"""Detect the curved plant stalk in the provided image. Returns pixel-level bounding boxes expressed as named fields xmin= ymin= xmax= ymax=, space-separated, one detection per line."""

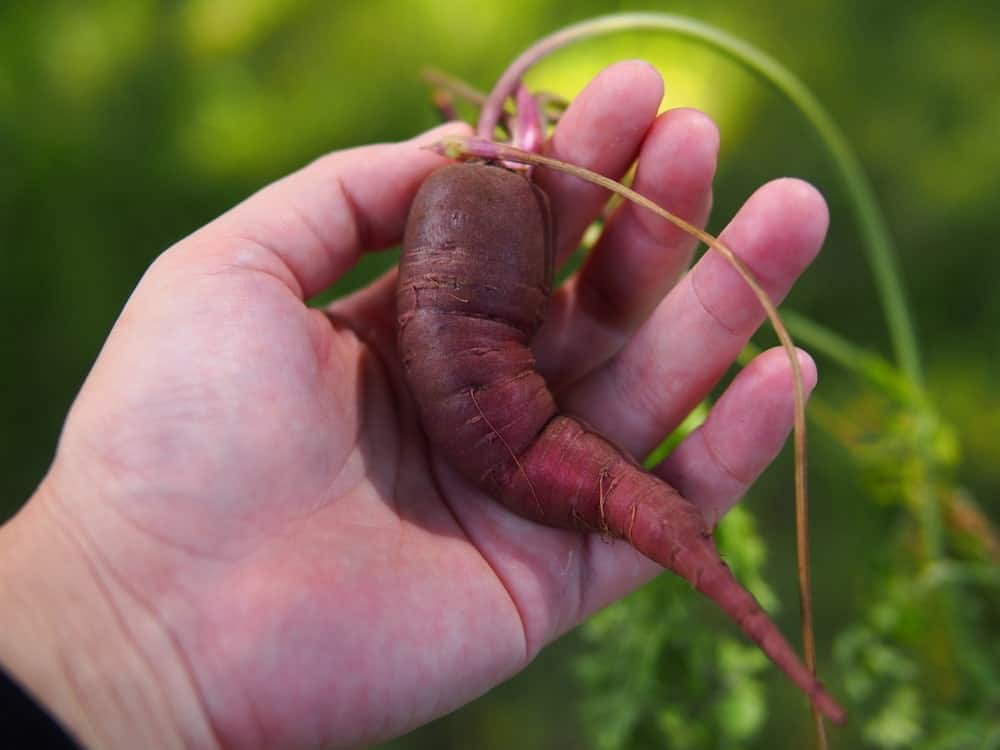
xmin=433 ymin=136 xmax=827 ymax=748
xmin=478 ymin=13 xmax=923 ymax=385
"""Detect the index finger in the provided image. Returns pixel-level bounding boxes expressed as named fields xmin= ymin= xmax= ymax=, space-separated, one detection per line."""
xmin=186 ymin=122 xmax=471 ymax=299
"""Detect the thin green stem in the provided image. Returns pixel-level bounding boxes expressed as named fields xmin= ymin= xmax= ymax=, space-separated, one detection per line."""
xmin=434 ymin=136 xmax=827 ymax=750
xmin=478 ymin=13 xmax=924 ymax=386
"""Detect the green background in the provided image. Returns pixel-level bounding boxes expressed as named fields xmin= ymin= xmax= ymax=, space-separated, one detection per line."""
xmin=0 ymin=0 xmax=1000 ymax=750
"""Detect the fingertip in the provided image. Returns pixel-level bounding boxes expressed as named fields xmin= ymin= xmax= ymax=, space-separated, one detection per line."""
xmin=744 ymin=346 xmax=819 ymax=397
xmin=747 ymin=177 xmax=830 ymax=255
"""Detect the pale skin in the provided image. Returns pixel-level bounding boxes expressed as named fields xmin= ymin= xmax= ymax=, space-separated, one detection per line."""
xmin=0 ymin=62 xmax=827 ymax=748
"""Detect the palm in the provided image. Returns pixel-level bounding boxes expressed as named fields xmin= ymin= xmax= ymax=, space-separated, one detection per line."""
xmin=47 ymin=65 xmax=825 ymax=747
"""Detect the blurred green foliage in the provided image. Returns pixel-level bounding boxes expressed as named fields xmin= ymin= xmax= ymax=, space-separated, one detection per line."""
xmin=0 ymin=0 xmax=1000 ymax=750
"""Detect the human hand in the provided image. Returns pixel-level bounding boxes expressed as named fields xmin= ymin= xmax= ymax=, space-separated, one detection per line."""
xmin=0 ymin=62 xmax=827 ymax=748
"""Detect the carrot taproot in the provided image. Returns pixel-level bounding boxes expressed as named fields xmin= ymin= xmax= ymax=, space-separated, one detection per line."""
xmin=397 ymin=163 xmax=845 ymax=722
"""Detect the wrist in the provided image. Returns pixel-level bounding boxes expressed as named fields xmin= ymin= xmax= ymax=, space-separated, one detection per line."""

────

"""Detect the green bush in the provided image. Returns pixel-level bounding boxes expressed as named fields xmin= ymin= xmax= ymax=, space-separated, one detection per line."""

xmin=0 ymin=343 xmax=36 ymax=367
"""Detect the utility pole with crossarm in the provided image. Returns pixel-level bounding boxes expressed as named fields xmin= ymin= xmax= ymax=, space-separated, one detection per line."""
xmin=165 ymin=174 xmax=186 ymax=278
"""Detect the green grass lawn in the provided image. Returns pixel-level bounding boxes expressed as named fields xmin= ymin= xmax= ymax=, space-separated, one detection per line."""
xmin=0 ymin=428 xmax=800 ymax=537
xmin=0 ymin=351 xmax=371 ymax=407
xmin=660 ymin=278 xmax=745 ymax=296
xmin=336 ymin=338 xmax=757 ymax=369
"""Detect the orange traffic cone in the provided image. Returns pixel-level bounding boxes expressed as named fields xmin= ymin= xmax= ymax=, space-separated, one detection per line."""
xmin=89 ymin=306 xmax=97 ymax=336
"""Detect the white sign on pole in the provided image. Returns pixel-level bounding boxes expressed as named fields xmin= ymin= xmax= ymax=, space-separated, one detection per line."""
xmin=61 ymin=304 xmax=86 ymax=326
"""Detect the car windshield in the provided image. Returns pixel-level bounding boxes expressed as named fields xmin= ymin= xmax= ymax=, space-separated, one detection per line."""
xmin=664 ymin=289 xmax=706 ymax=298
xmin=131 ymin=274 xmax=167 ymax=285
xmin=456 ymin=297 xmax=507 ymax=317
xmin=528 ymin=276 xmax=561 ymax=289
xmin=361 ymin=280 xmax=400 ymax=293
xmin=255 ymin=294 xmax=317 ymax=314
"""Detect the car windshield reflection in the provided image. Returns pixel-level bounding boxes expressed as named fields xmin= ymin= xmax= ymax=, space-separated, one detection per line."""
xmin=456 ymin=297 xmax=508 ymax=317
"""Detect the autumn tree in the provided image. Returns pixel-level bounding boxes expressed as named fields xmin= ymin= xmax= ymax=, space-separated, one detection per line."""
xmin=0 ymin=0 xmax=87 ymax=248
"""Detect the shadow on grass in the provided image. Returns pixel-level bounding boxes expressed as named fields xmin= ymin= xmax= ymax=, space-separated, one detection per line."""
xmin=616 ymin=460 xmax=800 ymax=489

────

GIVEN TASK> Starting with the line that contains "car windshield reflection" and going on through the line that contains "xmin=616 ymin=460 xmax=800 ymax=489", give those lines as a numbered list, leaving out any blank lines.

ANSWER TO THIS PROBLEM>
1. """Detect the car windshield reflection in the provided image. Returns pixel-level bounding boxes expressed as named fields xmin= ymin= xmax= ymax=, space-separated, one detection per line."""
2. xmin=456 ymin=297 xmax=508 ymax=317
3. """Detect the autumn tree in the provided image. Returns pixel-level bounding boxes expressed as named fields xmin= ymin= xmax= ymax=, space-separated, one detection per line."""
4. xmin=0 ymin=0 xmax=87 ymax=248
5. """Detect the shadow on grass in the provided image. Returns pixel-level bounding boxes expressed as named fields xmin= ymin= xmax= ymax=, space-separated, one detection per line."""
6. xmin=616 ymin=460 xmax=800 ymax=489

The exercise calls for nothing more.